### Документ
_ _ _ _

Эта проблема есть метафизическая проблема этики. Она касается сущности человека глубже, чем метафизика духа и истории. Уже это краткое рассуждение делает очевидным то, что в этом пункте нам следует основательно переучиваться в противоположность почти всем философским теориям, которые в истории были произведены. Но вопрос отнюдь не решается с точки зрения подобного рассуждения. Здесь только намечается свободный путь для уточняющего понимания и обсуждения проблемы. Это тотчас становится очевидным, если сообразить, что человек в описанном срединном положении между действительностью и идеальным ценностным требованием представляет место борьбы двух гетерогенных детерминаций, детерминирующих в различных направлениях.

_ _ _ _

### Данные для задания
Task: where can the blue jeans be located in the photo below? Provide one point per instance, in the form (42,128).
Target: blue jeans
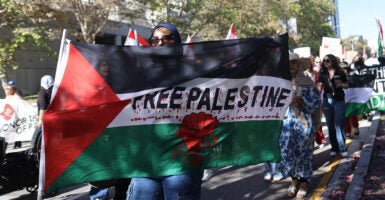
(335,120)
(182,186)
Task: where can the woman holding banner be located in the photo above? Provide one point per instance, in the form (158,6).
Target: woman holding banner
(333,80)
(297,139)
(179,186)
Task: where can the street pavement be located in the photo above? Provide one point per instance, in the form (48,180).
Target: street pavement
(246,182)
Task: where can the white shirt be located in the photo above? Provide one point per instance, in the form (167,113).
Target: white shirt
(372,61)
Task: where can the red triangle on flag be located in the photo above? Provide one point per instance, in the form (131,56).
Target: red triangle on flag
(84,105)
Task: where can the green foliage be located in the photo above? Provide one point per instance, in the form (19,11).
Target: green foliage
(22,28)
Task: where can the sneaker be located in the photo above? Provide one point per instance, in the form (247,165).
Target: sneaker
(267,176)
(207,174)
(344,154)
(357,133)
(277,177)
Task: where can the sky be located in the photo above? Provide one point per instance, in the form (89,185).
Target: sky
(357,17)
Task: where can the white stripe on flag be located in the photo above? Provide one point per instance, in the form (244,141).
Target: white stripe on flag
(358,95)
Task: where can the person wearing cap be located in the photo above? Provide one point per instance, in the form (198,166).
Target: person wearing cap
(44,97)
(43,100)
(297,140)
(178,186)
(333,81)
(11,91)
(373,60)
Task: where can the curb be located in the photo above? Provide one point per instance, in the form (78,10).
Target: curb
(360,149)
(356,187)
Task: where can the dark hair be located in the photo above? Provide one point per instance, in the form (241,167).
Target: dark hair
(174,31)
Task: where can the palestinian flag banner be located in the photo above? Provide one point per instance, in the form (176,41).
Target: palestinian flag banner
(158,111)
(358,94)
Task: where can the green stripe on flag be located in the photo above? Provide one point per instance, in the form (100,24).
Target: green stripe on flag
(155,150)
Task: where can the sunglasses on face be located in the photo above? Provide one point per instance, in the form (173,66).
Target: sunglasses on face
(166,40)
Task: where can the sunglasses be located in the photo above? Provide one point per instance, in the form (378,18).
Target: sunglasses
(327,61)
(166,40)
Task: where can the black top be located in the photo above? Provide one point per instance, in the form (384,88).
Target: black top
(43,99)
(330,89)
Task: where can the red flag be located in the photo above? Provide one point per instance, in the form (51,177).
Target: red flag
(188,40)
(231,34)
(142,41)
(131,39)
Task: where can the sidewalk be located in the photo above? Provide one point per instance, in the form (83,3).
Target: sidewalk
(348,180)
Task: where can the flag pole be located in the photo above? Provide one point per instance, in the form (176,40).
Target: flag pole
(61,46)
(42,152)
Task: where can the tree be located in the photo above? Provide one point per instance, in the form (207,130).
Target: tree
(22,27)
(87,18)
(312,22)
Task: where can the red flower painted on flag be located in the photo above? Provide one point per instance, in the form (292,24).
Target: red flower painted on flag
(7,112)
(194,129)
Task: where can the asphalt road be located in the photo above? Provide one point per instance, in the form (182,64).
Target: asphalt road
(235,182)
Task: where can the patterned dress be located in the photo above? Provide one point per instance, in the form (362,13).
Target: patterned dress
(296,140)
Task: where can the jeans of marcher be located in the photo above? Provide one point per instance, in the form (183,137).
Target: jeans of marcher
(334,112)
(182,186)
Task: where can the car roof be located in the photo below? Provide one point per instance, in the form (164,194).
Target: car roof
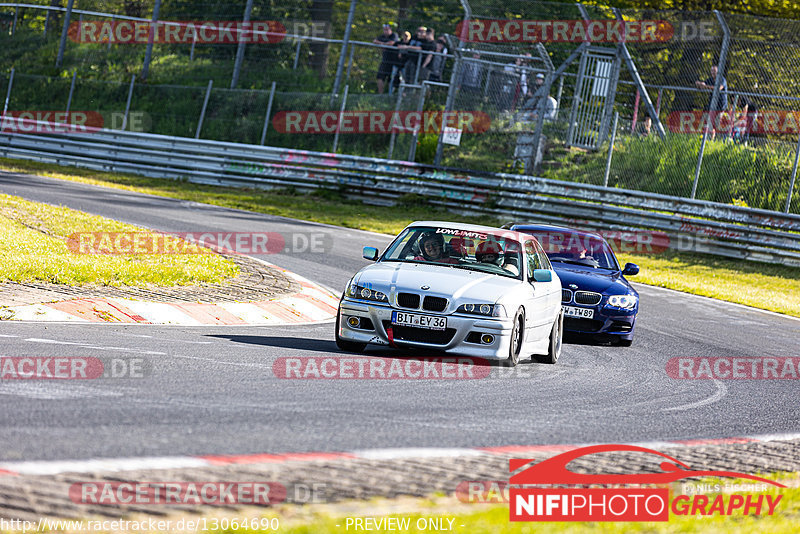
(519,236)
(540,227)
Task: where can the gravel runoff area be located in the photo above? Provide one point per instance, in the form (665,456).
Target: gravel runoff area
(256,282)
(341,480)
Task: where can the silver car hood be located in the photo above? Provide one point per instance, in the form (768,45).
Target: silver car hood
(460,285)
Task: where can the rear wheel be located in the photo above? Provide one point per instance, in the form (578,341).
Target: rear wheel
(517,335)
(343,344)
(556,338)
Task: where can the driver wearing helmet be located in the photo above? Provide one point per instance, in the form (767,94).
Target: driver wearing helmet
(432,248)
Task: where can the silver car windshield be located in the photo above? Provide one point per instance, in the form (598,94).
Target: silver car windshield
(459,249)
(578,249)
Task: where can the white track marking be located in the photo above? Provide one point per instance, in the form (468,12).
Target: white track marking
(722,389)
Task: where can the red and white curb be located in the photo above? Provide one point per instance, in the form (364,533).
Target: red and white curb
(313,304)
(183,462)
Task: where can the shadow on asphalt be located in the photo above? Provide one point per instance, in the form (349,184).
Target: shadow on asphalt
(328,347)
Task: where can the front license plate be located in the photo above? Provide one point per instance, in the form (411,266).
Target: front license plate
(420,321)
(573,311)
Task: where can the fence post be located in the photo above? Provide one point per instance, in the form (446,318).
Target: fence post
(71,91)
(148,55)
(393,137)
(237,67)
(128,102)
(412,151)
(794,175)
(350,66)
(64,29)
(297,54)
(345,42)
(339,122)
(723,54)
(611,148)
(203,111)
(269,112)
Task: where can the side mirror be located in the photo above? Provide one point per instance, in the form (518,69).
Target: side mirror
(370,253)
(630,269)
(542,275)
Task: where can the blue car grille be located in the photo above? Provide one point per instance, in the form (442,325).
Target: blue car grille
(566,296)
(587,297)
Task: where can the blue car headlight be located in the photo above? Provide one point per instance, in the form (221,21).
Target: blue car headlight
(360,292)
(627,302)
(488,310)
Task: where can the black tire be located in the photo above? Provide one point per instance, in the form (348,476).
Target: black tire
(343,344)
(556,341)
(622,342)
(517,335)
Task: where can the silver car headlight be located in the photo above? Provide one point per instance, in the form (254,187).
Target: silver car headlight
(623,301)
(360,292)
(488,310)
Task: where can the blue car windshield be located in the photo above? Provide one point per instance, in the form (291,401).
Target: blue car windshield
(461,249)
(578,249)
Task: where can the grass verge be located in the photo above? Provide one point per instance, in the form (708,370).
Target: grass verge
(33,247)
(770,287)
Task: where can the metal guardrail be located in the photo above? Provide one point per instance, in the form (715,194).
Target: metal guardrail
(693,225)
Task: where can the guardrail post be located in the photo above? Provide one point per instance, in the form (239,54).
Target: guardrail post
(191,50)
(8,91)
(148,55)
(611,148)
(237,66)
(128,103)
(723,54)
(71,90)
(339,122)
(393,136)
(64,29)
(203,111)
(269,112)
(345,42)
(350,66)
(794,175)
(412,151)
(297,54)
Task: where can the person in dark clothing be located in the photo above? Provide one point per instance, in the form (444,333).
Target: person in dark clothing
(388,37)
(412,51)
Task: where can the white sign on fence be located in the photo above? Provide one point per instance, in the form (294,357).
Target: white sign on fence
(451,136)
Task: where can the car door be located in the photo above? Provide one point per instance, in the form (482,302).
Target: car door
(554,297)
(539,311)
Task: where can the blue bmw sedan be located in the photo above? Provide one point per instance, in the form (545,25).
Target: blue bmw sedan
(596,298)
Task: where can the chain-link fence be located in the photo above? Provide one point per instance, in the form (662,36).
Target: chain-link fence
(546,103)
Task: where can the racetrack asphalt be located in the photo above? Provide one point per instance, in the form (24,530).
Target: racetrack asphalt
(211,390)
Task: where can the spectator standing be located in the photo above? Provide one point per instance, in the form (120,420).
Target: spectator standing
(399,58)
(428,45)
(412,51)
(388,38)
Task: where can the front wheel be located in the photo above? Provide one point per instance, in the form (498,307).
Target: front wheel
(343,344)
(517,334)
(556,338)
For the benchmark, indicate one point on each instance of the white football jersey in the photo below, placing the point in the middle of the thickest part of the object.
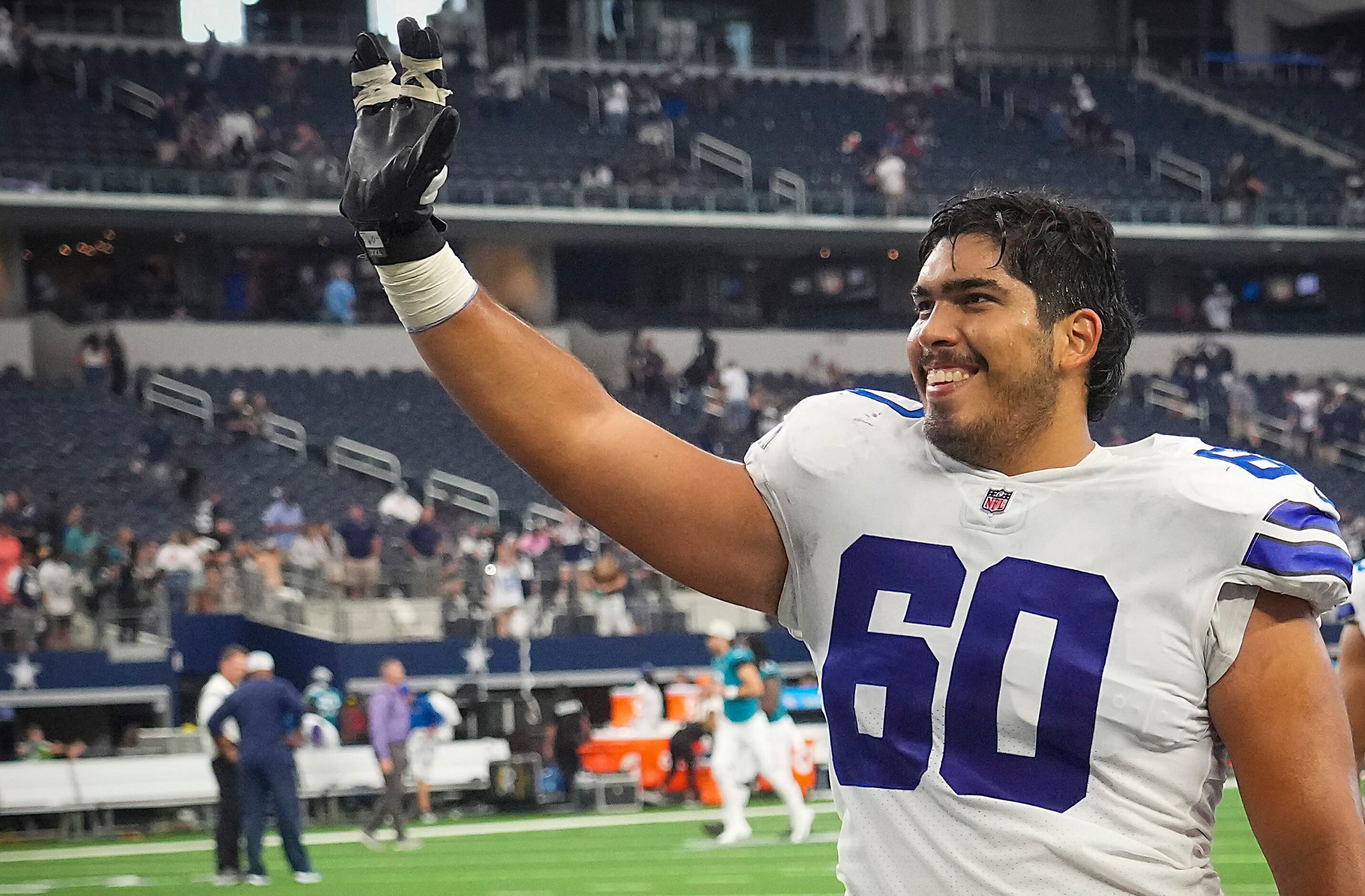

_ _ _ _

### Короткое задание 1
Можете ли вы сократить абзац текста об этике, начинающийся словами «Эта проблема есть метафизическая», сохранив его основные факты?
### Короткое задание 2
Не перепишете ли вы записи, заменив «sedan» на «coupe» и больше ничего не меняя? Нужно всё от строки с «Task: where can the car door» до самого конца записей, без картинок.

### Ответ 1
Это метафизическая проблема этики. Она затрагивает сущность человека глубже, чем метафизика духа и истории, и требует переучиваться вопреки почти всем философским теориям прошлого. Само рассуждение вопроса не решает, а лишь открывает путь к его уточнению. Человек находится в срединном положении между действительностью и идеальным ценностным требованием. Поэтому в нем борются две разнородные детерминации, направленные в разные стороны.

### Ответ 2
Task: where can the car door be located in the photo above? Provide one point per instance, in the form (482,302).
Target: car door
(554,297)
(539,311)
Task: where can the blue bmw coupe be located in the photo above? Provide one point per instance, in the form (545,25).
Target: blue bmw coupe
(596,298)
Task: where can the chain-link fence be located in the photo above? Provide one point per instance, in the form (662,36).
Target: chain-link fence
(546,103)
Task: where can the racetrack asphalt be located in the photo above? Provide one point per instance, in the form (24,530).
Target: racetrack asphalt
(211,390)
Task: where can the spectator standing be located in the photo above? Provide one point per instance, in the form (120,420).
Target: spectator standing
(399,58)
(428,45)
(412,51)
(388,38)
Task: where can the front wheel be located in the photo above? Provide one point per instance, in the form (498,307).
Target: front wheel
(343,344)
(517,334)
(556,338)
For the benchmark, indicate one point on each instance of the white football jersey in the photo below, placing the point in the middle of the thickest part of the object.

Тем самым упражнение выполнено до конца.